Excerpts of pointing data:

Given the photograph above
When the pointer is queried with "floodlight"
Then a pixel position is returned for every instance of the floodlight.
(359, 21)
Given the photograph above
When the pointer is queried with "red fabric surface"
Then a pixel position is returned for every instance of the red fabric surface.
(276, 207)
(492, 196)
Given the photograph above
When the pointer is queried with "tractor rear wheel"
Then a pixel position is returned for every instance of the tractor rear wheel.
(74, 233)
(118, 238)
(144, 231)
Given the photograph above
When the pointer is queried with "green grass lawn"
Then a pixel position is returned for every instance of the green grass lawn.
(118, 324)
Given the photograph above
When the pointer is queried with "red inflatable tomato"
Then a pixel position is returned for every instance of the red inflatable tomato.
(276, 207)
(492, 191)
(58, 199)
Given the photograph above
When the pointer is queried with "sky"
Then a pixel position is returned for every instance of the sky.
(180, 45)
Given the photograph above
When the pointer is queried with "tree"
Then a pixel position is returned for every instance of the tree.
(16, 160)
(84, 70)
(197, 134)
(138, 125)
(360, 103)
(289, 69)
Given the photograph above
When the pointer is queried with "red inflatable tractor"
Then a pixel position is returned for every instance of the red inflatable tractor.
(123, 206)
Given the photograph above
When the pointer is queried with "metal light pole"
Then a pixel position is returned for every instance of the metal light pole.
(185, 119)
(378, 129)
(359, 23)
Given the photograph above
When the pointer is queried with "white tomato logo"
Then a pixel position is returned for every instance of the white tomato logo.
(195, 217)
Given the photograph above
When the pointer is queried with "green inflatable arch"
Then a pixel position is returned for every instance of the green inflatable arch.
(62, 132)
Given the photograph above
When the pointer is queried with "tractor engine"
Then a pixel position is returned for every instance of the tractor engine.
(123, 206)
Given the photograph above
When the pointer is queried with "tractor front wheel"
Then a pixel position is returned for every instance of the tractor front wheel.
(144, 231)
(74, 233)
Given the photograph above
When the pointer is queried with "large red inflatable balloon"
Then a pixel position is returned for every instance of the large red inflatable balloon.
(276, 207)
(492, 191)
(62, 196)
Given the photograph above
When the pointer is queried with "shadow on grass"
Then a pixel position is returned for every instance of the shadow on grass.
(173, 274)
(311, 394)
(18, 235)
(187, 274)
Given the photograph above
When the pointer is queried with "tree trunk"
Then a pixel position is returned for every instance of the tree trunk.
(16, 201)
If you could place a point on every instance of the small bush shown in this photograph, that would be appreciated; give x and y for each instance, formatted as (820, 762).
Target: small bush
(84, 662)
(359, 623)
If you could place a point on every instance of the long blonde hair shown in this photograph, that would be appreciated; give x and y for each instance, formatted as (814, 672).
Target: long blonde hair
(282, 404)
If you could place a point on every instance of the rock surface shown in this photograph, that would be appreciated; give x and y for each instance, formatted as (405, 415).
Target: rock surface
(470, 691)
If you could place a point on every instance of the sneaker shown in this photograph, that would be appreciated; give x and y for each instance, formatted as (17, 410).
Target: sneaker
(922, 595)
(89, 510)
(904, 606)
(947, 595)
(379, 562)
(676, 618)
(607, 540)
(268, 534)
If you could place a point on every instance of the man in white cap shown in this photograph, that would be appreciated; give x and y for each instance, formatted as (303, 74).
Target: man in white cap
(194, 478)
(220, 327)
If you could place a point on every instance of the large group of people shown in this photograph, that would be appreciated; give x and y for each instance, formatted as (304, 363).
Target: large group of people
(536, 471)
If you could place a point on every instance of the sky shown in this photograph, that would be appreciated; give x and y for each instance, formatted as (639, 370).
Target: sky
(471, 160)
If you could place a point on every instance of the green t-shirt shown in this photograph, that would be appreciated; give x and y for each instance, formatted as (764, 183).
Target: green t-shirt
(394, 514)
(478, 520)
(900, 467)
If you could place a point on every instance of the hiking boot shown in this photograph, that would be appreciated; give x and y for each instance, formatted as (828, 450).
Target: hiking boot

Job |
Everything from the line containing "as (303, 74)." through the last line of the records must be given again exactly; leave out all other lines.

Right answer |
If you could place a point on every instance of the man in white cap shown in this photograph, that would be appreciated; give x and y for each instance, formatted as (303, 74).
Target: man in white cap
(194, 478)
(220, 327)
If you could place a point on every instance of the large group of people shown in this photograph, that would be appreciated; give x and y for each instance, formatted as (304, 363).
Target: large group of people
(536, 471)
If you could place a point on every instance of the sky shown in this photograph, that would be appreciated; give x and y for each instance, formatted as (639, 370).
Target: sky
(471, 160)
If you could place a point on every instance of the green t-shirt shown in this photograph, that would be appreciated; give x and y for each instance, formatted as (764, 183).
Target: green t-shirt
(394, 514)
(478, 520)
(900, 467)
If you could place a point on every instance of the hiking boot shown in this photograph, that would be appreciated; give x and y for each instance, formatted as (828, 450).
Target: hiking boot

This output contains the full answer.